Cuestiones del material
1 > Extrae del texto sobre Gaza, sin alterar nada, todo lo que va desde "Hasta el 30" hasta "que se acerque.".
2 > Por favor, prolonga el relato sobre Gaza a partir de su última frase.

Pasaje extraído

Los días pasan, los mensajes no varían: más muertos, menos comida, menos agua, menos suministros médicos, más de lo mismo. Es la nueva rutina en Gaza.
Hasta el 30 de octubre. Ese día mi mensaje no tiene respuesta. Israel ha cortado las comunicaciones en el norte, llega el agobio, una sensación terrorífica para mí e insignificante dentro de este contexto de barbarie. Y así hasta el 11 de noviembre: «Todavía vivo, todavía resistiendo».
Los días pasan, su familia se traslada a Rafah, al sur; él se queda de voluntario, en el norte. Los mensajes no cambian: la situación sí, a peor. «Así es nuestra vida, habibti». La resiliencia y capacidad de supervivencia de los gazatíes no dejará nunca de sorprenderme.
El 4 de diciembre la hermana de Mohammed es asesinada junto a su marido e hijos (hoy siguen bajo los escombros).
Y el 5 de diciembre la cosa se pone fea de verdad.
5/12/23, 21:00 – Estamos cercados. Hay un francotirador que dispara a cualquiera que se acerque.
7/12/23, 12:08 – A las 11:30h el francotirador ha matado a un enfermero en la cuarta planta de nuestro edificio.

Registros almacenados
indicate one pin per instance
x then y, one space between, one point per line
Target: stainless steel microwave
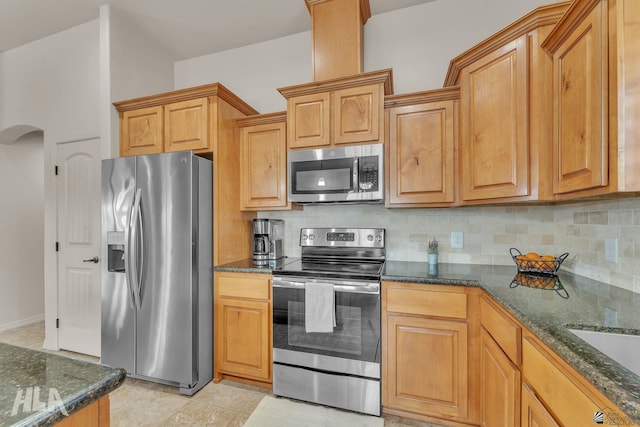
353 173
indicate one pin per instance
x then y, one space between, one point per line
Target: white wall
132 66
254 72
52 84
416 42
22 231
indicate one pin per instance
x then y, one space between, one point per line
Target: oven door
354 345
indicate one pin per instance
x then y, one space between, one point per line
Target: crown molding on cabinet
262 119
363 79
437 95
544 15
214 89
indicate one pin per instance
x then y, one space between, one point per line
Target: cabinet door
309 120
141 131
500 381
494 125
534 414
427 366
263 169
421 145
358 114
244 342
580 140
186 124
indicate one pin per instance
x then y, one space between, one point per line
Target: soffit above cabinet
544 15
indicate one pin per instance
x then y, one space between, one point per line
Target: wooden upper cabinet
420 148
141 131
186 125
337 37
263 162
185 119
358 114
347 110
494 143
310 120
596 80
580 142
505 112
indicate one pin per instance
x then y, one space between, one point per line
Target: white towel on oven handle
319 307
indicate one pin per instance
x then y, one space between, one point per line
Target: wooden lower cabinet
566 395
243 327
427 369
500 389
94 415
428 361
420 148
534 414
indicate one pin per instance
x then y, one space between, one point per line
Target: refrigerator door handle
133 270
140 261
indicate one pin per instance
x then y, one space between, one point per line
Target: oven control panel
343 237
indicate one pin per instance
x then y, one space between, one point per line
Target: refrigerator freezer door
166 319
118 315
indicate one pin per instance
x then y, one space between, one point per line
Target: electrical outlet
457 240
610 317
611 250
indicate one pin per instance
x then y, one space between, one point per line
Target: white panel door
79 210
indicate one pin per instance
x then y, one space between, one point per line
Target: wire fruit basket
537 264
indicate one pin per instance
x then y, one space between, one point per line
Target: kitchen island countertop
574 302
37 387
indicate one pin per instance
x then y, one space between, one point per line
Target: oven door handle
360 288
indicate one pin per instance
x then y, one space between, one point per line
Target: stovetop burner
354 253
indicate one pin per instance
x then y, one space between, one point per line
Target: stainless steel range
326 319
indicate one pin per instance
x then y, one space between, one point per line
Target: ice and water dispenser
115 251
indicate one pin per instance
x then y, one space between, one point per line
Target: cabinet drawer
507 334
427 302
241 285
557 388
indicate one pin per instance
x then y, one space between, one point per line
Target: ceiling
182 29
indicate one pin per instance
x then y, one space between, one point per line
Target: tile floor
142 403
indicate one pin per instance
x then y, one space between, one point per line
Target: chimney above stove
337 41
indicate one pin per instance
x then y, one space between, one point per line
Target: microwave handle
356 179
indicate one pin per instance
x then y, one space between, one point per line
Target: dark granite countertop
35 386
249 266
574 301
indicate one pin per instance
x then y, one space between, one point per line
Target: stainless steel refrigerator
157 292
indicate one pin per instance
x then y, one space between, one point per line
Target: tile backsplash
580 229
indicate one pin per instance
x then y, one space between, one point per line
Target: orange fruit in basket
549 262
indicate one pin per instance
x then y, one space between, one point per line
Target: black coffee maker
268 240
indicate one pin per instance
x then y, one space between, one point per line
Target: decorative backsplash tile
489 232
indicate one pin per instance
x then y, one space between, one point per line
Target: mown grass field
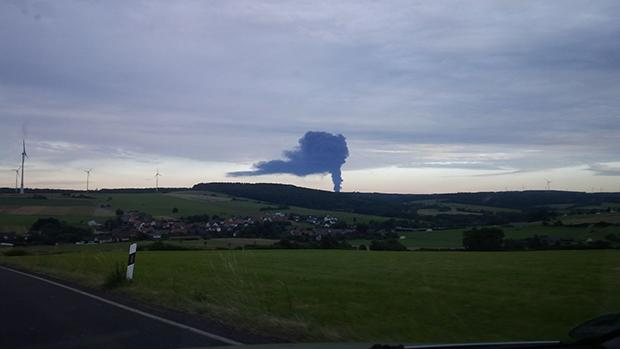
316 295
453 238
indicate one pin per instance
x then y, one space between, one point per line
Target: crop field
314 295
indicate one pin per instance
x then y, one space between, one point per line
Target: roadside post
132 260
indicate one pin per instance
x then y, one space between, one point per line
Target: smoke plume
317 153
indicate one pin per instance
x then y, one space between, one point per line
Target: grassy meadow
314 295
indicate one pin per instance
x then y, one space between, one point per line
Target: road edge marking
136 311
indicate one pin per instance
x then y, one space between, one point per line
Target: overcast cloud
471 88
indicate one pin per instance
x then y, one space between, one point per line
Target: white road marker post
132 261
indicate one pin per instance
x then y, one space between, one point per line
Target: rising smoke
317 153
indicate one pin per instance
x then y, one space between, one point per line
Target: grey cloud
198 81
604 170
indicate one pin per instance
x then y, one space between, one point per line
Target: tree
611 238
484 239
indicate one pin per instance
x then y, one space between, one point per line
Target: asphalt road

Respuestas a tareas
1 >
Hasta el 30 de octubre. Ese día mi mensaje no tiene respuesta. Israel ha cortado las comunicaciones en el norte, llega el agobio, una sensación terrorífica para mí e insignificante dentro de este contexto de barbarie. Y así hasta el 11 de noviembre: «Todavía vivo, todavía resistiendo».
Los días pasan, su familia se traslada a Rafah, al sur; él se queda de voluntario, en el norte. Los mensajes no cambian: la situación sí, a peor. «Así es nuestra vida, habibti». La resiliencia y capacidad de supervivencia de los gazatíes no dejará nunca de sorprenderme.
El 4 de diciembre la hermana de Mohammed es asesinada junto a su marido e hijos (hoy siguen bajo los escombros).
Y el 5 de diciembre la cosa se pone fea de verdad.
5/12/23, 21:00 – Estamos cercados. Hay un francotirador que dispara a cualquiera que se acerque.

2 >
Llegan los mensajes de auxilio, se quedan sin suministros médicos, comida, agua potable y combustible. Hay más de 200 personas dentro del hospital sin poder salir; no pueden acercarse a las ventanas, duermen en pasillos y escaleras. La historia llega a la prensa. El teléfono de Mohammed no para. Cada día nos manda la actualización del hospital, audios con el sonido de las bombas de fondo. Para tener cobertura tiene que gatear hasta una ventana y poner el teléfono sin asomarse porque el francotirador sigue allí.
El 10 una amiga lee en un chat de periodistas que un francotirador ha matado a Mohammed. Son las 15 h, yo había hablado dos horas antes con él, me decía que estaba con los peques heridos poniéndoles una película de dibujos y que era maravilloso verlos sonreír. Le escribo y no me contesta. La sensación de angustia es insoportable. Contacto a un amigo de Mohammed en España a ver si puede hablar con alguien en el hospital. El tiempo pasa despacio, no hay noticias.
10/12/23, 18:07 – Todavía vivo.
El asesinado por francotirador ha sido en otro sitio, otro Mohammed con un apellido parecido. Es horrible alegrarse de que el muerto sea otro.
La situación en el hospital no deja de empeorar. Se agota la comida, las infecciones se propagan, no paran de hacer amputaciones. No hay agua potable y beben del grifo que en Gaza es insalubre. Se les acaba el combustible: sin él no pueden bombear agua y morirán de sed. Se preparan para tomar suero salino o inyectárselo directamente en sangre. No durarán más de una semana. Los mensajes de Mohammed cambian, cada vez más desmoralizado, ya no son actualizaciones.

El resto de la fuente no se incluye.